## [SOURCE EXTRACT]
-- Start --

Author: Mexican Nuns have Thirst for Social Justice
email this pageprint this pageemail usMcClatchy-Tribune News Service


An associate professor of anthropology spends 18 months at a convent studying what motivates women to leave comfortable lives for the hardship of entering a religious order.
At a time when American religious orders report smaller and smaller classes of young women, one researcher says a convent in Central Mexico has tripled the number of new nuns largely because of its commitment to social justice.

The women willingly undertake a rigorous life of rising before dawn, cold-water showers, hours of prayer, and silent meditation, said Rebecca J. Lester, author of “Jesus in Our Wombs: Embodying Modernity in a Mexican Convent.”

“Each year scores of young women more and more each year are leaving the warmth and protection of their homes,” she wrote, “leaving their friends, their families, their high schools and universities, to march through the convent door, where they will surrender themselves body and soul to Christ for eternity.”

Lester, an assistant professor of anthropology at Washington University in St. Louis, Mo., spent 18 months in Puebla, Mexico, in the mid-1990s, studying postulants women who wanted to become nuns. In 15 years, the convent she studied tripled the number of postulants.

“The majority of them are women who have other opportunities,” she said, but instead pledge themselves to spirituality and working against economic exploitation and political corruption.

-- End --

## [STATED EXERCISE]
Give the part of the article on Mexican nuns that opens with the words "An associate professor" and closes with "to social justice." again, substituting "scholar" for "researcher". You won't need the listing that comes after this article.

## [INFORMATION PROVIDED]
-- Start --

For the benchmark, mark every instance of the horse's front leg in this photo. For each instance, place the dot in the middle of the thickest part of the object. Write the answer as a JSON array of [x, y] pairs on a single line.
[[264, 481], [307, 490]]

-- End --

## [RESULT FOR THIS EXERCISE]
An associate professor of anthropology spends 18 months at a convent studying what motivates women to leave comfortable lives for the hardship of entering a religious order.
At a time when American religious orders report smaller and smaller classes of young women, one scholar says a convent in Central Mexico has tripled the number of new nuns largely because of its commitment to social justice.